> **TASK PROMPT**
Below are the entries; transcribe them exactly and drop every picture.

> **RECORDS SHOWN**
━━━
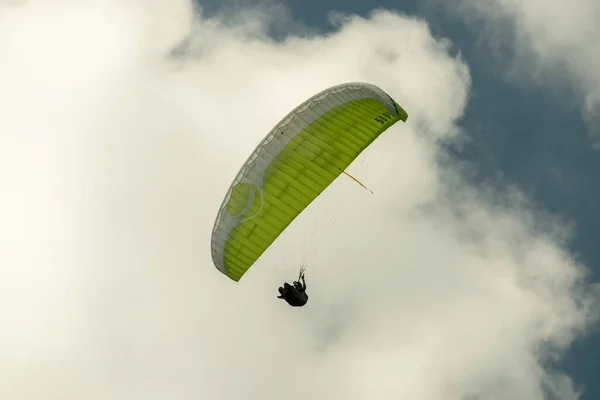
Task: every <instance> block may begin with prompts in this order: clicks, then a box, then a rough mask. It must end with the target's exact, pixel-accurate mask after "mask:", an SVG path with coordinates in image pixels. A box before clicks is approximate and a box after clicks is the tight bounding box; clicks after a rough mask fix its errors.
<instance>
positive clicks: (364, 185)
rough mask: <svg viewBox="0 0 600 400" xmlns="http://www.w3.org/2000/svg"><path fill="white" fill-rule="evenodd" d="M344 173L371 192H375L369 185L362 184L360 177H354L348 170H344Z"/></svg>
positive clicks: (362, 186) (354, 180)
━━━
> **WORKED SOLUTION**
Task: every <instance> block may begin with prompts in this order: clicks, then a box, then a rough mask. It must end with the target's exact, pixel-accurate mask after "mask:", an SVG path with coordinates in image pixels. A box before clicks is approximate and a box after clicks is the tight bounding box; clicks after a rough mask fix its errors.
<instance>
positive clicks: (364, 185)
rough mask: <svg viewBox="0 0 600 400" xmlns="http://www.w3.org/2000/svg"><path fill="white" fill-rule="evenodd" d="M344 173L371 192H375L369 185L362 184L360 177H354L348 170H344Z"/></svg>
positive clicks: (362, 186) (354, 180)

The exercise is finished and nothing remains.